TEXT PASSAGE:
________________________________________
By Ron Wray
Cruz and Sam, it felt like we could go on for hours, and we almost did. I had a great talk with these guys who are in great part the centerpiece of the salty-sweet band, The Black Lillies. They’re coming to Jim Morrison’s North Shore Point House Concert Series, in conjunction with the Virginia Arts Festival, with Morrison’s “Mary’s Place” tent pitched on the back patio of the Virginia Arts Festival’s Bank Street building in downtown Norfolk on September 9. We’re getting the Black Lillies at a good time. According to both artists, this is a heady, creative time for the band, a period of change, with both personnel and artistic direction in flux and collaborative songwriting flying through the van on their way from gig to gig.
The lads, I say that advisedly, as they’ve been around, though Sam Quinn doesn’t really even show signs of it, are hot. They’ve been gaining numerous accolades and high Billboard rankings since their 2015 album, Hard to Please with the title song selling many copies and getting lots of airplay. As I say, they appear young to me, though Cruz Contreras explained that there’s a thing called age; it’s not just the beard that makes him look so different between the videos seven or eight years apart. You’d think I’d know. However, they speak with such young energy and enthusiasm, you’d be forgiven for subtracting years.
The Black Lillies played the North Shore Point series some years ago in Morrison’s backyard, a concert my wife and I were at. Sam wasn’t with them then. I jogged Cruz’s memory, and he said, “oh, yes, I remember that vividly, a great night of music, great music community!” I couldn’t remember, but Cruz said they were under a tent that night as well. It may have been the same Mary’s Tent; Mary Wasteneys, a wonderful friend of the series and all of us, an erstwhile, long-time, dedicated volunteer there, donated the tent to Jim on her passing at a, sadly, young age some years ago. The only other time Cruz lit down here was playing at the NorVa as part of Robinella & the CC String Band, appearing with Susan Tedeschi quite a few years ago.
I tried to remind Sam of the time he played Norfolk, but he couldn’t remember. He had appeared as one-half of the super duo, The Everybody Fields, along with Jill Andrews. They played in the excellent Discovery Series at The Attucks Theater in Norfolk, a show Gayle and I saw also. Andrews has played sometimes in The Black Lillies. And, Sam says he’s played and sung parts of songs that Jill did when she has guested with the Lillies. “So, it’s sort of like ping-pong,” Sam said. They all came out of Knoxville, and Sam and Cruz are still there, as well as Jill, who now is a solo act.
When Cruz and his talented partner at the time, Robinella, were together, they produced a son, who now joins Contreras on tour at times and recently played trumpet with the band. Son of such musically-gifted parents, his son plays trumpet in the school band, and also plays piano and is a multi-instrumentalist, like both of his folks.
Quinn joined the band in spring of 2015, though the two, Cruz and Sam, look like they’d been glued at the hip, their work on stage seems so seamless and comfortable. Talking with them on the road, you get that impression as well. We pulled-off a three-way interview on two phones, while the band was en route, with Cruz at one time talking to me while he pumped ethel, and Sam chatting while jumping the rail in a Thai restaurant, where they’d just had lunch, to get his charge card that he’d left there.
________________________________________
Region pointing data

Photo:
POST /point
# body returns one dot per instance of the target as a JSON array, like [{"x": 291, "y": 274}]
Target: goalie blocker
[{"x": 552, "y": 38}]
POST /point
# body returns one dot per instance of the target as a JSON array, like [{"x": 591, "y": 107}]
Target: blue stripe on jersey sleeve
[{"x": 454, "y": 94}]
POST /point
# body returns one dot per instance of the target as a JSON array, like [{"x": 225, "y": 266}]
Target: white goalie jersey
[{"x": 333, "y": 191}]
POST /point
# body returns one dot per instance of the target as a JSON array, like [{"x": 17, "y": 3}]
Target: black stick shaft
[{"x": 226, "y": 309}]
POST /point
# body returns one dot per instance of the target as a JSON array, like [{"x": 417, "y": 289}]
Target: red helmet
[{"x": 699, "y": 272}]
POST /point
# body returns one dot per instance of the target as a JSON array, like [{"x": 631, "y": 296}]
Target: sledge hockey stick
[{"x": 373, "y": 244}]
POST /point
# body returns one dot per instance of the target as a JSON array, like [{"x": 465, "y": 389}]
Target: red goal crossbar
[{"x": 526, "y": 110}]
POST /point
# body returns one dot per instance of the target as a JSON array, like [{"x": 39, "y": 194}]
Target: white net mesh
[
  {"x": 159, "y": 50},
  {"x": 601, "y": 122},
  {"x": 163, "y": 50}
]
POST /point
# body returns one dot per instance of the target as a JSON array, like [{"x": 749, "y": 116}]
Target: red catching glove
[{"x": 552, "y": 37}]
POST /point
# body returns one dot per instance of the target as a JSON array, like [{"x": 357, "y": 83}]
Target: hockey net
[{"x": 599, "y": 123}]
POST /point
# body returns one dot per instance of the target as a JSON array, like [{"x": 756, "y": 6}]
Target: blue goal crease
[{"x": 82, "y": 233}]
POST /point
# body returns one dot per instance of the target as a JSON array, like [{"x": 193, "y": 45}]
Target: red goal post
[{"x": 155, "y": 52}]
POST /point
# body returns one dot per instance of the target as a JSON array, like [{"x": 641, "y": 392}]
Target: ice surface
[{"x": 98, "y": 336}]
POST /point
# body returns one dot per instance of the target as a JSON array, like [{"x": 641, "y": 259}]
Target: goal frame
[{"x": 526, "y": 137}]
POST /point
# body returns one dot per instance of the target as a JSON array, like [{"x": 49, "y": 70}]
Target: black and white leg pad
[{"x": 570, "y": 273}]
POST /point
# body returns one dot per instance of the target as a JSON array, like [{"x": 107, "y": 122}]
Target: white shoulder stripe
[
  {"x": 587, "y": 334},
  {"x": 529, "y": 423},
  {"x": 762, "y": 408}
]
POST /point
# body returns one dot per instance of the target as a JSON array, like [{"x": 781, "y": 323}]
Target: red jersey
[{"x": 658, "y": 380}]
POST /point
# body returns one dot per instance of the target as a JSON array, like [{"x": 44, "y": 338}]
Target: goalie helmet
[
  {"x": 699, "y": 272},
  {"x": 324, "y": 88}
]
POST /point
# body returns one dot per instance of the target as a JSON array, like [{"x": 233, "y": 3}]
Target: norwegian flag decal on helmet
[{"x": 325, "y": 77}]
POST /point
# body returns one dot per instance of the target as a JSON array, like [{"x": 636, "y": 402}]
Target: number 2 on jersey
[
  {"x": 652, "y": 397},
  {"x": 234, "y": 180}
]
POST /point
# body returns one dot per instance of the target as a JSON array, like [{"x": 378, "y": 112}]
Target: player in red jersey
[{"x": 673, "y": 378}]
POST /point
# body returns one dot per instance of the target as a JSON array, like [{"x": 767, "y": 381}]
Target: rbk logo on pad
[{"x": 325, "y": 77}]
________________________________________
PROBLEM SET:
a – In the article about The Black Lillies, on what date will the band play in downtown Norfolk?
b – Extend the article about The Black Lillies past its last paragraph.

TASK RESULTS:
a – September 9

b –
But, it is a new time for the band. Several personnel have moved on to other pursuits. Their long-time female vocalist, Trisha Gene Brady, left for other horizons. Haley Cole, a lively, expressive newcomer joined them on their recent European tour and may tour again in the future. However, now the band is seriously contemplating going female-less, and concentrating instead on three-way harmonies and shared-playing, -singing, and -songwriting on the part of Contreras, Quinn, and drummer Bowman Townsend
“In August, we’re going to be mostly home, writing, arranging, solidifying things for the new record. We’re at a pretty cool spot. You can expect something new. We’re learning to collaborate at a higher level. We are competing in a collaborative, lively way. And, every week, we’re trying out a new song on our Facebook page, something our fans appreciate.”
Contreras was very high on the new Lillies, “It’ll be a different twist, a higher level, fresh, new. Right now, around me in the van are yellow legal-size papers taped to the windows and walls, working on our songs as a band, with a fine-tooth comb, pointing-out clichés, or finding ways to say something a better way, open heart surgery.”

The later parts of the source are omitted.